◆ Provided text ◆
## START
Time permitting I will watch like I did last week.



			https://committees.parliament.uk/event/14628/formal-meeting-oral-evidence-session/


----------



## Pickman's model (Nov 8, 2022)

elbows said:


> Oh and one of their number is at this weeks select committee meeting. Their chief economist, James Richardson.
> 
> Also features people from the nuclear side of GE Hitachi, Jacobs, Bechtel. And the chairman of the Nuclear Industry Association, the MD of Terrestrial Energy, and the chair at the Nuclear Skills Strategy Group.
> 
> ...


can you catch up on iplayer?


----------



## elbows (Nov 8, 2022)

Pickman's model said:


> can you catch up on iplayer?


You can get replays from the parliament live tv site, for example here is last weeks session:






						Parliamentlive.tv
					

Science and Technology Committee




					parliamentlive.tv
				




Its pretty dull stuff most of the time though, not exactly riveting viewing, although it does have its moments from my particular point of view.


----------



## Pickman's model (Nov 8, 2022)

elbows said:


> You can get replays from the parliament live tv site, for example here is last weeks session:
> 
> 
> 
> ...


but useful for insomniacs


----------



## elbows (Nov 8, 2022)

Skimming through the first National Infrastructure Assessment 2018 mentioned a few posts ago. Perhaps some more material for the 'they are doing the bare minimum to keep the industry (& military) going' pile:



> For energy, the Commission’s judgement is that the supply chain for nuclear power should be maintained by agreeing a further plant beyond Hinkley Point C, even though renewables look like an increasingly viable alternative, as the costs of re-establishing the nuclear supply chain would be very high.





> Given these uncertainties, the Commission is recommending a ‘one by one’ approach to new nuclear plants, as opposed to the current government policy to develop a large fleet. This is preferable to a ‘stop start’ approach, in which the nuclear programme is cancelled only to be restarted at a later date. It will allow the UK to maintain, but not expand, a skills base and supply chain. This allows the UK to pursue a high renewables mix, which is most likely to be the preferred option, without closing off the nuclear alternative.











						National Infrastructure Assessment 1 - NIC
					

This assessment - the UK's first - looks at the UK's long term needs up to 2050 across a wide range of different infrastructure




					nic.org.uk
				




There is loads of stuff in there about cost, and costs and risks of a renewable system instead, but I cant really do justice to that topic with a reasonable number of small quotes, so I wont try for now.

Instead I will try to skim through their more recent documents to see how their position has evolved since that report of some years ago.


----------



## elbows (Nov 8, 2022)

Well their next assessment is not due until autumn 2023. So I cant see a direct evolution of though in that format from them.
## END
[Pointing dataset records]
## START
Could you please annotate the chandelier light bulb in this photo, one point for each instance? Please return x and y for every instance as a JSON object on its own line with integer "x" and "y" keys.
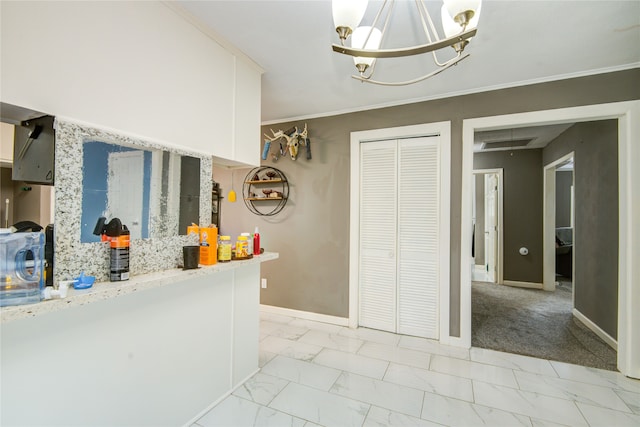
{"x": 462, "y": 11}
{"x": 347, "y": 15}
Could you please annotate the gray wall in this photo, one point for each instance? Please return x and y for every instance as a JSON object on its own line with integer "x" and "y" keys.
{"x": 522, "y": 204}
{"x": 596, "y": 217}
{"x": 312, "y": 235}
{"x": 564, "y": 181}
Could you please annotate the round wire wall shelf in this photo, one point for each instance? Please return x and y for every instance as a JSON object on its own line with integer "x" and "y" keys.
{"x": 265, "y": 191}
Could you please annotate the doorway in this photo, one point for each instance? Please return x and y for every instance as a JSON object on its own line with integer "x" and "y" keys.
{"x": 487, "y": 246}
{"x": 627, "y": 115}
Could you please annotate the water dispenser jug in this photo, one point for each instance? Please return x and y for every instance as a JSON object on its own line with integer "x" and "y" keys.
{"x": 21, "y": 268}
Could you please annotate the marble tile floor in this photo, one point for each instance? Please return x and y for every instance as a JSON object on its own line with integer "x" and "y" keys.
{"x": 319, "y": 374}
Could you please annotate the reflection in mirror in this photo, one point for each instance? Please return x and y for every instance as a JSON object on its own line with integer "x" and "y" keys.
{"x": 151, "y": 191}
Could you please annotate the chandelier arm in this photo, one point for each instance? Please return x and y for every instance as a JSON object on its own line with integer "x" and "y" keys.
{"x": 454, "y": 61}
{"x": 375, "y": 21}
{"x": 424, "y": 12}
{"x": 422, "y": 9}
{"x": 405, "y": 51}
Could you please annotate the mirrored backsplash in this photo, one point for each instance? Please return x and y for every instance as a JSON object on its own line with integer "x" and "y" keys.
{"x": 155, "y": 190}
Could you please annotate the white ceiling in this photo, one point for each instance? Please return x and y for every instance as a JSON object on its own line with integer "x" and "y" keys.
{"x": 518, "y": 42}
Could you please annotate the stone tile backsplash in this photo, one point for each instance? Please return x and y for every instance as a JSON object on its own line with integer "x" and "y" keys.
{"x": 72, "y": 256}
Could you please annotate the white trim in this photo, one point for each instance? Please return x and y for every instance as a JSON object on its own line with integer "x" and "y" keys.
{"x": 628, "y": 115}
{"x": 549, "y": 224}
{"x": 518, "y": 284}
{"x": 209, "y": 407}
{"x": 611, "y": 342}
{"x": 479, "y": 273}
{"x": 454, "y": 94}
{"x": 439, "y": 128}
{"x": 306, "y": 315}
{"x": 500, "y": 172}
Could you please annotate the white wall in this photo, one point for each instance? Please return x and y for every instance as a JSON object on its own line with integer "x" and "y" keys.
{"x": 156, "y": 357}
{"x": 135, "y": 67}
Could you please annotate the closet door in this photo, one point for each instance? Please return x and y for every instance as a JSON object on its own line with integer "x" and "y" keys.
{"x": 378, "y": 222}
{"x": 418, "y": 240}
{"x": 399, "y": 236}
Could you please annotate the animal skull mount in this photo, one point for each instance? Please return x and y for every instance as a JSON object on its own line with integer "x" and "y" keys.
{"x": 294, "y": 138}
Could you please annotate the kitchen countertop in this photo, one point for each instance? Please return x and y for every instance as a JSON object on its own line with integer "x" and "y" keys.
{"x": 107, "y": 290}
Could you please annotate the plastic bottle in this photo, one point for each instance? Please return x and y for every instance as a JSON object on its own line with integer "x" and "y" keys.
{"x": 250, "y": 240}
{"x": 224, "y": 249}
{"x": 256, "y": 242}
{"x": 242, "y": 247}
{"x": 119, "y": 259}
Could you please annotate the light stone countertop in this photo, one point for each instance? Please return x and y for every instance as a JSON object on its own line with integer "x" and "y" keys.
{"x": 107, "y": 290}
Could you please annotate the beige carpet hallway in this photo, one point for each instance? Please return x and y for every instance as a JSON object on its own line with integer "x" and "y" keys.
{"x": 535, "y": 323}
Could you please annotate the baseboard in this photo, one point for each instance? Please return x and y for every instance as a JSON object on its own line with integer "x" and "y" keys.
{"x": 218, "y": 400}
{"x": 306, "y": 315}
{"x": 530, "y": 285}
{"x": 596, "y": 329}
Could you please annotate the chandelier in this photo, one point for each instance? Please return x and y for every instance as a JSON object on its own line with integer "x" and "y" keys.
{"x": 459, "y": 21}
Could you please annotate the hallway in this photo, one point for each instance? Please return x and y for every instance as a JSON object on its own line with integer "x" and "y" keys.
{"x": 535, "y": 323}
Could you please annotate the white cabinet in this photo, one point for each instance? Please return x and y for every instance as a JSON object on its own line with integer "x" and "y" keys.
{"x": 399, "y": 235}
{"x": 6, "y": 144}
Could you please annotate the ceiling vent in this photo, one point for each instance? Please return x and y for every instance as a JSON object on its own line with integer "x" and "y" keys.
{"x": 495, "y": 145}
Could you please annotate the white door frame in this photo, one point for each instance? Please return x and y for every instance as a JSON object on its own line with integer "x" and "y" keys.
{"x": 500, "y": 259}
{"x": 444, "y": 130}
{"x": 628, "y": 115}
{"x": 549, "y": 225}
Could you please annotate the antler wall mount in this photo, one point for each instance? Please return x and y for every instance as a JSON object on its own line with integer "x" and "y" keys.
{"x": 292, "y": 140}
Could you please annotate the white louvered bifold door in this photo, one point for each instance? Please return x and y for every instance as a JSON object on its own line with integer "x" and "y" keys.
{"x": 378, "y": 236}
{"x": 418, "y": 240}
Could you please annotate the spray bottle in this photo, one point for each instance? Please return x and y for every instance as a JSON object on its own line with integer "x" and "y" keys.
{"x": 118, "y": 236}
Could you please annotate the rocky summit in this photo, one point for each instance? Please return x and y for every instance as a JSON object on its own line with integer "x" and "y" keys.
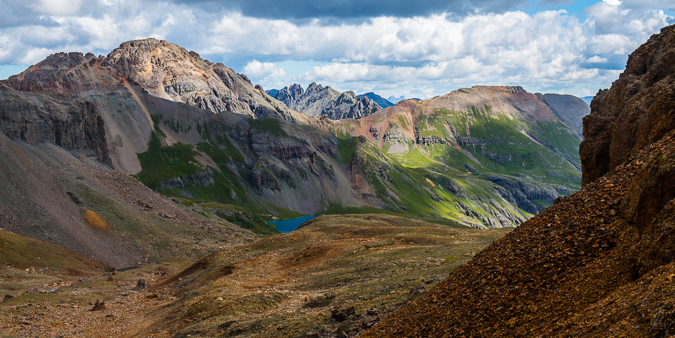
{"x": 320, "y": 101}
{"x": 600, "y": 262}
{"x": 144, "y": 181}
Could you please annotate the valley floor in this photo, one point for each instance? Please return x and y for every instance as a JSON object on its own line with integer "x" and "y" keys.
{"x": 336, "y": 276}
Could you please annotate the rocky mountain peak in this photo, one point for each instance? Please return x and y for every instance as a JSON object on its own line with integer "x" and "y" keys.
{"x": 290, "y": 95}
{"x": 320, "y": 101}
{"x": 599, "y": 262}
{"x": 164, "y": 69}
{"x": 634, "y": 112}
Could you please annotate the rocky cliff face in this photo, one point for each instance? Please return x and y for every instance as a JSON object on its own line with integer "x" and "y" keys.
{"x": 157, "y": 111}
{"x": 600, "y": 261}
{"x": 36, "y": 117}
{"x": 319, "y": 101}
{"x": 164, "y": 69}
{"x": 635, "y": 112}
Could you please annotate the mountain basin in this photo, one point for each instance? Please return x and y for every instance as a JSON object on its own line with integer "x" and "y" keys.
{"x": 291, "y": 224}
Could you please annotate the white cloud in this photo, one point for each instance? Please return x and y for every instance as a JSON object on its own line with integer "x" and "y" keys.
{"x": 596, "y": 59}
{"x": 257, "y": 69}
{"x": 57, "y": 7}
{"x": 431, "y": 54}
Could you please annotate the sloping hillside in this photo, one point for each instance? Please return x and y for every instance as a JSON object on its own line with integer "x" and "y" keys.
{"x": 599, "y": 263}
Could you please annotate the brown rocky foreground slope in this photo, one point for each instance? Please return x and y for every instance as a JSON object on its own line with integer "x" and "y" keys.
{"x": 635, "y": 112}
{"x": 598, "y": 264}
{"x": 334, "y": 277}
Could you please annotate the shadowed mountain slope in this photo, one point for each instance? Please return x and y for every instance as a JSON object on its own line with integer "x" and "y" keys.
{"x": 598, "y": 264}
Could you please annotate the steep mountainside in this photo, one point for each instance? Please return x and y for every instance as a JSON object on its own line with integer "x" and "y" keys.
{"x": 161, "y": 68}
{"x": 504, "y": 136}
{"x": 568, "y": 109}
{"x": 635, "y": 112}
{"x": 483, "y": 157}
{"x": 381, "y": 101}
{"x": 319, "y": 101}
{"x": 600, "y": 263}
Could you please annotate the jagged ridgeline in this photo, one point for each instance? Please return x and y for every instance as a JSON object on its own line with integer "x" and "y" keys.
{"x": 199, "y": 132}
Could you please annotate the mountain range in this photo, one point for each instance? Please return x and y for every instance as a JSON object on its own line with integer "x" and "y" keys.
{"x": 205, "y": 136}
{"x": 319, "y": 101}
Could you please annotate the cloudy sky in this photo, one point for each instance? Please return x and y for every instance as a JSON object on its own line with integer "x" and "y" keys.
{"x": 417, "y": 48}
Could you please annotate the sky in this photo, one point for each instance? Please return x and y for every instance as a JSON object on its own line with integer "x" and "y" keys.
{"x": 418, "y": 49}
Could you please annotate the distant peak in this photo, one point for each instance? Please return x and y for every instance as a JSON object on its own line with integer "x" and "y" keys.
{"x": 506, "y": 89}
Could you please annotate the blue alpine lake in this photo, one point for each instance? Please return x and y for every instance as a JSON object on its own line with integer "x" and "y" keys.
{"x": 292, "y": 224}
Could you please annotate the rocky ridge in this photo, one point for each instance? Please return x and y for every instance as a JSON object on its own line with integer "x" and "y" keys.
{"x": 319, "y": 101}
{"x": 599, "y": 263}
{"x": 164, "y": 69}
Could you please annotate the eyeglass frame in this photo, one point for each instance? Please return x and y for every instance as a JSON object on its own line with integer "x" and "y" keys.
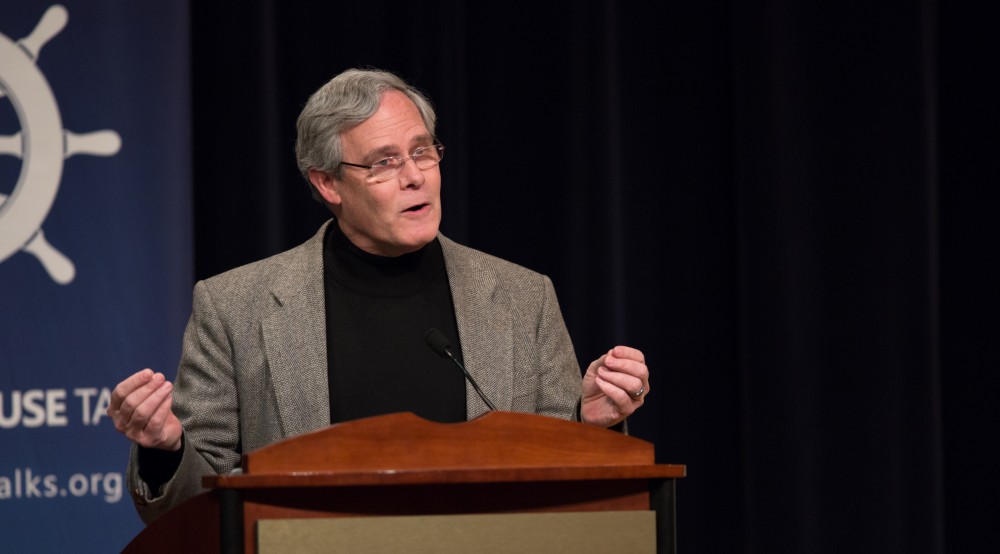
{"x": 371, "y": 168}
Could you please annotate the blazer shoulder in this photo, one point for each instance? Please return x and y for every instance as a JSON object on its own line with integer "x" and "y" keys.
{"x": 285, "y": 272}
{"x": 469, "y": 259}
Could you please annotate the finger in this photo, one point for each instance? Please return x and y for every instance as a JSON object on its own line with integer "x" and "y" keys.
{"x": 625, "y": 382}
{"x": 629, "y": 353}
{"x": 623, "y": 403}
{"x": 628, "y": 367}
{"x": 154, "y": 427}
{"x": 142, "y": 404}
{"x": 127, "y": 387}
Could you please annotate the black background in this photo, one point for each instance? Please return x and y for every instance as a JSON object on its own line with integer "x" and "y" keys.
{"x": 788, "y": 206}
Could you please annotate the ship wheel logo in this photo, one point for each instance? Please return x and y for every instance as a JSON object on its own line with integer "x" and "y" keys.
{"x": 42, "y": 144}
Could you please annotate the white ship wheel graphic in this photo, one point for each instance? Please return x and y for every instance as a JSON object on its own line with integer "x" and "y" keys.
{"x": 42, "y": 145}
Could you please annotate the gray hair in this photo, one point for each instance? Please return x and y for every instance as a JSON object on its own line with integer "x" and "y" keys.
{"x": 343, "y": 103}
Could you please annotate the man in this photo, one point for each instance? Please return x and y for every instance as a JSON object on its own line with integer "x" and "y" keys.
{"x": 333, "y": 330}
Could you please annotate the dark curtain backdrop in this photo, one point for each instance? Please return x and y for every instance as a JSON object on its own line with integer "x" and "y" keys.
{"x": 788, "y": 206}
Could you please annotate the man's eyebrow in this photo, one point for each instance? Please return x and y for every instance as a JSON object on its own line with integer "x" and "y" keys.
{"x": 387, "y": 151}
{"x": 381, "y": 152}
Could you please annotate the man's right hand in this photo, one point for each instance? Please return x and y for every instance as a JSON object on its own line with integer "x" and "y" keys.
{"x": 140, "y": 409}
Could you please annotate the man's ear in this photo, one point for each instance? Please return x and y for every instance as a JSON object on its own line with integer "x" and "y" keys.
{"x": 327, "y": 186}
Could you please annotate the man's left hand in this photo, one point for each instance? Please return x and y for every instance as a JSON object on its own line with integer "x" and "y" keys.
{"x": 615, "y": 385}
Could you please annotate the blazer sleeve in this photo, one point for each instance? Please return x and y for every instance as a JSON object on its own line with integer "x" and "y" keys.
{"x": 559, "y": 384}
{"x": 205, "y": 401}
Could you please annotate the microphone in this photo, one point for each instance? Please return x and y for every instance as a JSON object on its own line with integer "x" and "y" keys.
{"x": 439, "y": 343}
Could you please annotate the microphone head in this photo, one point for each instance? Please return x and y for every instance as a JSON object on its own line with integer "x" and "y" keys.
{"x": 438, "y": 342}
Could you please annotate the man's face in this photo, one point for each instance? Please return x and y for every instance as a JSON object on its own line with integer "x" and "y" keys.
{"x": 392, "y": 217}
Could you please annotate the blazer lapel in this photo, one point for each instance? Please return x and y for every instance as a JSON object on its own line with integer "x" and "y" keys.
{"x": 294, "y": 336}
{"x": 485, "y": 327}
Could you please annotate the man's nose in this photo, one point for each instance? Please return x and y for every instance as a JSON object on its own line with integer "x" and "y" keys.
{"x": 410, "y": 174}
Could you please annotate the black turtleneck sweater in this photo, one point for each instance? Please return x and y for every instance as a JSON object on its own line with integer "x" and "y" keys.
{"x": 378, "y": 310}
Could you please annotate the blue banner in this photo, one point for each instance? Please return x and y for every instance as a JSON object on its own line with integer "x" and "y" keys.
{"x": 95, "y": 252}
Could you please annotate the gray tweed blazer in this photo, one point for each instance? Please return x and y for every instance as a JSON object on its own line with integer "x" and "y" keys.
{"x": 253, "y": 368}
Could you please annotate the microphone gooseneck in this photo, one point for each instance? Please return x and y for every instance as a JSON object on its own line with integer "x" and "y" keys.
{"x": 439, "y": 343}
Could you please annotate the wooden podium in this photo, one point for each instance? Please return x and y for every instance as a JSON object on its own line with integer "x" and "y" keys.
{"x": 367, "y": 479}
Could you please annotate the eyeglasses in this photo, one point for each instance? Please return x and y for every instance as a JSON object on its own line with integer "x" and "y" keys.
{"x": 424, "y": 157}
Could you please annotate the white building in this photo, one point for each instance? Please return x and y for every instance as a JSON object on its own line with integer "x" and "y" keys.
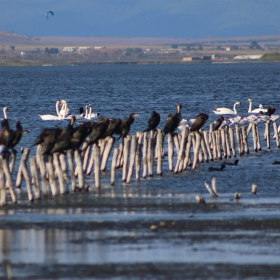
{"x": 69, "y": 49}
{"x": 84, "y": 48}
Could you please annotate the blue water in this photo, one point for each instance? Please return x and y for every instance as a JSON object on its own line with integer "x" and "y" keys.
{"x": 117, "y": 91}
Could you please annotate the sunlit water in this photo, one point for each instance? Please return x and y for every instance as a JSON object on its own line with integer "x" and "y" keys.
{"x": 117, "y": 91}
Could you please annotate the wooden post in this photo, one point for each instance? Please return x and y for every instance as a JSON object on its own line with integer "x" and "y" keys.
{"x": 259, "y": 139}
{"x": 3, "y": 196}
{"x": 13, "y": 159}
{"x": 63, "y": 165}
{"x": 113, "y": 166}
{"x": 238, "y": 139}
{"x": 126, "y": 146}
{"x": 159, "y": 151}
{"x": 232, "y": 143}
{"x": 145, "y": 148}
{"x": 42, "y": 165}
{"x": 71, "y": 169}
{"x": 132, "y": 158}
{"x": 276, "y": 134}
{"x": 223, "y": 137}
{"x": 227, "y": 142}
{"x": 25, "y": 154}
{"x": 86, "y": 157}
{"x": 181, "y": 154}
{"x": 49, "y": 167}
{"x": 109, "y": 145}
{"x": 188, "y": 150}
{"x": 267, "y": 125}
{"x": 9, "y": 182}
{"x": 96, "y": 153}
{"x": 218, "y": 143}
{"x": 138, "y": 155}
{"x": 119, "y": 159}
{"x": 150, "y": 155}
{"x": 196, "y": 149}
{"x": 170, "y": 152}
{"x": 254, "y": 135}
{"x": 79, "y": 167}
{"x": 59, "y": 173}
{"x": 245, "y": 141}
{"x": 206, "y": 139}
{"x": 34, "y": 175}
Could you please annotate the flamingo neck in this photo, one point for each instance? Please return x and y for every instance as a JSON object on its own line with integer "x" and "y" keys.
## END
◆ Instructions ◆
A – Transcribe the forum thread from "This assessment - the" down to "some years ago.".
B – In the forum thread, what approach to new nuclear plants does the Commission recommend in place of the current government policy?

◆ Solutions to each task ◆
A –
This assessment - the UK's first - looks at the UK's long term needs up to 2050 across a wide range of different infrastructure




					nic.org.uk
				




There is loads of stuff in there about cost, and costs and risks of a renewable system instead, but I cant really do justice to that topic with a reasonable number of small quotes, so I wont try for now.

Instead I will try to skim through their more recent documents to see how their position has evolved since that report of some years ago.

B – A 'one by one' approach to new nuclear plants.